Reproduce every row below, keeping each one unchanged down to the last character.

** Start Records for processing **

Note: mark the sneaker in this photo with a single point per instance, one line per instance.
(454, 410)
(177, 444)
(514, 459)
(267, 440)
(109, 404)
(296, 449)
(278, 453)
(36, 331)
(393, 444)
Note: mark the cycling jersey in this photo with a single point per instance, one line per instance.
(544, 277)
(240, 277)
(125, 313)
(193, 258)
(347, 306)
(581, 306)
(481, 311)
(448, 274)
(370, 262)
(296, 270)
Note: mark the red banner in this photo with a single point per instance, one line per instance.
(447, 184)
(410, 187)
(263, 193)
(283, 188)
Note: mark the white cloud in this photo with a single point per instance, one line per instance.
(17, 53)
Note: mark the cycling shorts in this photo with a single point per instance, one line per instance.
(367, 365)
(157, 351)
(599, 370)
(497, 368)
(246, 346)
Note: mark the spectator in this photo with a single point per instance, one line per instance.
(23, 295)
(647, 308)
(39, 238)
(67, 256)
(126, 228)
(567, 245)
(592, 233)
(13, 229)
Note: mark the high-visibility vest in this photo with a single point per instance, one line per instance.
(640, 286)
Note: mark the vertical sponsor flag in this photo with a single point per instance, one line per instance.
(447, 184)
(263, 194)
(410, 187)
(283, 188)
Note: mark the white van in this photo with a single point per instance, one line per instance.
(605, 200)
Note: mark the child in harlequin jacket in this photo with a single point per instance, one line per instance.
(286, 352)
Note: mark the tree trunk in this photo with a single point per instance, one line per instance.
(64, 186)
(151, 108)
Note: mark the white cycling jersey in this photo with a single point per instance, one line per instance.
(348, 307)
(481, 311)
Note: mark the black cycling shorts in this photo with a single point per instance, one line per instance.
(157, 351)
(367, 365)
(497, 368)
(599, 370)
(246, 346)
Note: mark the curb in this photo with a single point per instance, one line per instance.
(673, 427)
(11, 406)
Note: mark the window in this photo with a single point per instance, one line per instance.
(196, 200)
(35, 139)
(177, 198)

** End Records for processing **

Written response:
Note: mark the sneaker in this photo with a single point per instance, one line per instance.
(454, 410)
(177, 444)
(514, 459)
(267, 440)
(109, 404)
(296, 449)
(278, 453)
(36, 331)
(393, 444)
Note: mark the cycling jersey in this photo with a single point per instance, one line per instance.
(544, 277)
(240, 277)
(125, 313)
(193, 258)
(347, 306)
(581, 306)
(481, 311)
(448, 274)
(370, 262)
(296, 270)
Note: mark the red banner in this photo with a single point per instance, one line per instance.
(447, 184)
(410, 187)
(263, 193)
(283, 188)
Note: mark the white cloud in this photo with a single point per instance, one line per instance.
(17, 53)
Note: mark the cycling shorts in this photo with a single point per instance, one line per instance.
(367, 365)
(157, 351)
(599, 370)
(497, 368)
(246, 346)
Note: mark the spectator in this photo with a single point per instance, one line per instance.
(23, 295)
(647, 308)
(39, 238)
(67, 256)
(126, 228)
(567, 245)
(592, 233)
(13, 229)
Note: mark the high-visibility vest in this photo with a single point per instance, one line per instance.
(640, 286)
Note: mark the vertical sponsor flag in this photo with a single point per instance, one line per instance.
(447, 184)
(263, 194)
(410, 187)
(283, 188)
Note: mark the white van in this photo with a single point per instance, one line per instance.
(605, 200)
Note: mark the child in harlequin jacket in this photo with a single point per instance, one line per instance.
(286, 352)
Note: mark the tree trunk in this photo with a single point per instance, one line per instance.
(64, 186)
(151, 108)
Note: mark the white cycling jersey in this photo with a single point per instance, one line per instance.
(348, 307)
(481, 311)
Note: mark the black cycling shorts in this photo with a single point per instance, one line per instance.
(157, 351)
(367, 365)
(497, 368)
(599, 370)
(246, 346)
Note: mark the curb in this photo with a single point per instance, one line per instance.
(673, 427)
(11, 406)
Note: mark the window in this photo with a single point per instance, one line per instance.
(196, 200)
(35, 139)
(177, 198)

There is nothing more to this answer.